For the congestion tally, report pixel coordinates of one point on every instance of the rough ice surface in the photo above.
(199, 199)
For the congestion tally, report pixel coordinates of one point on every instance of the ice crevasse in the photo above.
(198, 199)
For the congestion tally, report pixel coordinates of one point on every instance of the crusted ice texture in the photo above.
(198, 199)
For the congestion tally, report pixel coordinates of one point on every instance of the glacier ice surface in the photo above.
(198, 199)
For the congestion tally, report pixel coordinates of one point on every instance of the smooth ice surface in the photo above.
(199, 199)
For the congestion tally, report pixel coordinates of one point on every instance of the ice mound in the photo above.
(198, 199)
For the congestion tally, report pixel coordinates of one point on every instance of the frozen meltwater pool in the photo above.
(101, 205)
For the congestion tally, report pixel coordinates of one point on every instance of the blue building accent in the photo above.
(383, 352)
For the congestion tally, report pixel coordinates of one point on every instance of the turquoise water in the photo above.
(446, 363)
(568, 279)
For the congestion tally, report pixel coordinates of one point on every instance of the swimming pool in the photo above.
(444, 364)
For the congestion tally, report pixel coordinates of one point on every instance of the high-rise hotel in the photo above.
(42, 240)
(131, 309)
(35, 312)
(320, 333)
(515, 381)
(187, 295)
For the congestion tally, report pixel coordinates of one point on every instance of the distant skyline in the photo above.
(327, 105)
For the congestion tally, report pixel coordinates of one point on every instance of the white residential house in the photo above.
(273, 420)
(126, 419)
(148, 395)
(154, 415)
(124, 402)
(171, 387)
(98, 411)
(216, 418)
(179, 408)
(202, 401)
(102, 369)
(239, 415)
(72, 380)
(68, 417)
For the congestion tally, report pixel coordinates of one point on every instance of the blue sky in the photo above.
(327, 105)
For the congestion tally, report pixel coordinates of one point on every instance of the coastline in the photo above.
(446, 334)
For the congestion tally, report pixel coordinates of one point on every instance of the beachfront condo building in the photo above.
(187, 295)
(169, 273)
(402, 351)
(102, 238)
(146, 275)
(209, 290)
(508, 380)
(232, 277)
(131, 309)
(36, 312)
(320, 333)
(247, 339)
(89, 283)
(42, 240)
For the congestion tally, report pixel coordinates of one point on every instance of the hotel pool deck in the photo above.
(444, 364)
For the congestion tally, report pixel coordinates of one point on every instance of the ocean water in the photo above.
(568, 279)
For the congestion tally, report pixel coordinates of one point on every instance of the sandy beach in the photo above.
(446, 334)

◆ To be done ◆
Reproduce all of the rows above word for word, in their original order.

◆ Solution to the problem ◆
For the congestion tally, report pixel coordinates of one point on every instance of the rough ice surface in the photo above.
(199, 199)
For the congestion tally, report pixel coordinates of one point on every instance of the ice crevasse in the photo above.
(198, 199)
For the congestion tally, report pixel coordinates of one point on every instance of the crusted ice texture in the photo above.
(198, 199)
For the congestion tally, report pixel coordinates of one point on every instance of the glacier ice surface in the photo above.
(198, 199)
For the congestion tally, report pixel coordinates of one point on every instance of the smooth ice surface in the photo above.
(199, 199)
For the congestion tally, report pixel coordinates of one point on every instance of the ice mound in the photo above.
(198, 199)
For the congestion tally, report pixel coordinates of one point on every instance of the frozen meltwater pool in the photo above.
(101, 205)
For the congestion tally, report pixel coordinates of one point on every instance of the blue building accent in the photo above.
(383, 352)
For the congestion tally, report pixel coordinates of one point on every instance of the turquoise water in the photo above.
(446, 363)
(568, 279)
For the congestion tally, report pixel coordinates of one point on every instance of the swimming pool in the photo above.
(444, 364)
For the congestion tally, report pixel coordinates of one point on every instance of the high-rise hotel in the photo above.
(42, 240)
(131, 309)
(35, 312)
(320, 333)
(515, 381)
(187, 295)
For the congestion tally, report pixel coordinates of one point on every instance of the distant skyline in the photo above.
(327, 105)
For the congestion tally, report pixel coordinates of one point on every instance of the white residential house in the photo above.
(273, 420)
(126, 419)
(148, 395)
(154, 415)
(124, 402)
(171, 387)
(98, 411)
(216, 418)
(179, 408)
(202, 401)
(102, 369)
(239, 415)
(72, 380)
(68, 417)
For the congestion tally, report pixel coordinates of one point on every instance of the blue sky in the photo above.
(327, 105)
For the congestion tally, report pixel coordinates of one point on every instance of the coastline in the photo above.
(446, 334)
For the congestion tally, report pixel coordinates of one point on every instance of the beachfront condo building in the photo above.
(187, 295)
(169, 273)
(402, 351)
(102, 238)
(146, 275)
(209, 290)
(508, 380)
(232, 277)
(131, 309)
(36, 312)
(320, 333)
(247, 339)
(89, 283)
(42, 240)
For the congestion tally, report pixel coordinates of one point on every instance of the hotel pool deck in the photo above.
(444, 364)
For the congestion tally, report pixel coordinates of one point on every instance of the ocean water in the photo above.
(568, 279)
For the congestion tally, report pixel coordinates of one point on every instance of the sandy beach in the photo above.
(446, 334)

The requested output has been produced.